Work required: Reproduce the data below word for word, keeping every line and character unchanged.
◇ ◇ ◇ ◇ ◇
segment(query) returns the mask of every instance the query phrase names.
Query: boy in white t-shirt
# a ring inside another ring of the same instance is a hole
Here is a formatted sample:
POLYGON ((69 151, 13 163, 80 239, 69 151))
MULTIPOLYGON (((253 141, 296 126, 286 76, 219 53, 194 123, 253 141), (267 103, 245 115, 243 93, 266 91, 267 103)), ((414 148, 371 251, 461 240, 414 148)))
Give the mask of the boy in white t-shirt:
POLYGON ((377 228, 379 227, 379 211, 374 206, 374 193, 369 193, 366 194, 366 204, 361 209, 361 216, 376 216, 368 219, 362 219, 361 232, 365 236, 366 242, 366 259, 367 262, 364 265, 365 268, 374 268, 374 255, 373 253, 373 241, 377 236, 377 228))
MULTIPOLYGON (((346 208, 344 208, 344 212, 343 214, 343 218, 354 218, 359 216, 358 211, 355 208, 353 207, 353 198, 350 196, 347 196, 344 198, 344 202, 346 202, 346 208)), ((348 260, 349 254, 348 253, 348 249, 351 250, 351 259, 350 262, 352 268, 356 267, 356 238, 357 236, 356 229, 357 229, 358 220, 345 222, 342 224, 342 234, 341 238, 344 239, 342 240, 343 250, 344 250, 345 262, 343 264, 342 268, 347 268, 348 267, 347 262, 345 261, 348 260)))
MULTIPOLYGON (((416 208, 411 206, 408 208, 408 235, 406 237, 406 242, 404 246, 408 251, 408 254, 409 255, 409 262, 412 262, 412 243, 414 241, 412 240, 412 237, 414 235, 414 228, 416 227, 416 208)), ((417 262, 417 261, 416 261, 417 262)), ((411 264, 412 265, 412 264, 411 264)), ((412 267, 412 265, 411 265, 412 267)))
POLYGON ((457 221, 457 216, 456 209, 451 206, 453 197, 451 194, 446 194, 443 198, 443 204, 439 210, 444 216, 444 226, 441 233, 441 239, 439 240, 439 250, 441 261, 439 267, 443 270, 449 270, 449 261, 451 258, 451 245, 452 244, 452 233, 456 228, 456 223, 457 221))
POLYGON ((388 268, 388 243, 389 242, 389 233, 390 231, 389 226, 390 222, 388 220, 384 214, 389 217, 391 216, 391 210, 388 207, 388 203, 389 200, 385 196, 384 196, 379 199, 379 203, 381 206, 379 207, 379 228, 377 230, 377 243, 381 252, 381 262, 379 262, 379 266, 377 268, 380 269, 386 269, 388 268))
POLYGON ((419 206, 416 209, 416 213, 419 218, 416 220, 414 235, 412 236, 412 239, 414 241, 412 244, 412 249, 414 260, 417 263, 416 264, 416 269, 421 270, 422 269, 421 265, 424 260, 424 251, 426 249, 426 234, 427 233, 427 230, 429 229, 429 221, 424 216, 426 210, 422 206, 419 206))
◇ ◇ ◇ ◇ ◇
Complete answer:
segment(query) returns the mask of every instance the query phrase names.
Query: boy in white t-shirt
# a ring inside another ring of the same instance is a hole
Here is a formatted sample:
POLYGON ((69 151, 13 163, 80 239, 69 151))
MULTIPOLYGON (((253 141, 296 126, 286 76, 219 53, 194 123, 253 141), (267 103, 245 115, 243 93, 266 91, 267 103)), ((414 148, 371 251, 461 240, 414 148)))
Give the mask of the boy in white t-shirt:
POLYGON ((377 228, 379 227, 379 211, 374 206, 374 193, 369 193, 366 194, 366 204, 361 209, 361 216, 376 216, 368 219, 362 219, 361 232, 365 236, 366 242, 366 259, 367 262, 364 265, 365 268, 374 268, 374 255, 373 253, 373 241, 377 236, 377 228))
MULTIPOLYGON (((346 208, 344 208, 344 212, 343 214, 343 218, 354 218, 359 216, 358 211, 355 208, 353 207, 353 198, 350 196, 347 196, 344 198, 344 202, 346 202, 346 208)), ((348 260, 349 254, 348 253, 348 249, 351 250, 351 259, 350 262, 352 268, 356 267, 356 238, 357 236, 356 229, 357 229, 358 220, 345 222, 342 224, 342 234, 341 238, 344 239, 342 240, 343 250, 344 250, 345 262, 343 264, 342 268, 347 268, 348 267, 347 262, 345 261, 348 260)))
MULTIPOLYGON (((416 208, 411 206, 408 208, 408 235, 406 237, 406 242, 404 246, 408 251, 408 254, 409 255, 409 262, 412 262, 412 243, 414 241, 412 240, 412 237, 414 235, 414 228, 416 227, 416 208)), ((417 262, 417 261, 416 261, 417 262)), ((411 264, 412 265, 412 264, 411 264)), ((412 267, 412 265, 411 265, 412 267)))
POLYGON ((457 221, 457 216, 456 209, 451 206, 453 197, 451 194, 446 194, 443 198, 443 204, 439 210, 444 216, 444 226, 441 233, 441 239, 439 240, 439 250, 441 261, 439 267, 443 270, 449 270, 449 261, 451 258, 451 245, 452 244, 452 233, 456 228, 456 223, 457 221))
POLYGON ((388 268, 388 243, 389 242, 389 233, 390 231, 389 226, 390 222, 388 220, 384 214, 389 217, 391 216, 391 210, 388 207, 388 203, 389 200, 385 196, 384 196, 379 199, 379 203, 381 206, 379 207, 379 228, 377 230, 377 243, 381 252, 381 262, 379 262, 379 266, 377 268, 380 269, 386 269, 388 268))
POLYGON ((419 206, 416 209, 416 213, 419 218, 416 220, 414 235, 412 236, 412 239, 414 241, 412 244, 412 249, 414 260, 417 263, 416 264, 416 269, 421 270, 422 269, 421 265, 424 260, 424 251, 426 249, 426 234, 427 233, 427 230, 429 229, 429 221, 424 216, 426 210, 422 206, 419 206))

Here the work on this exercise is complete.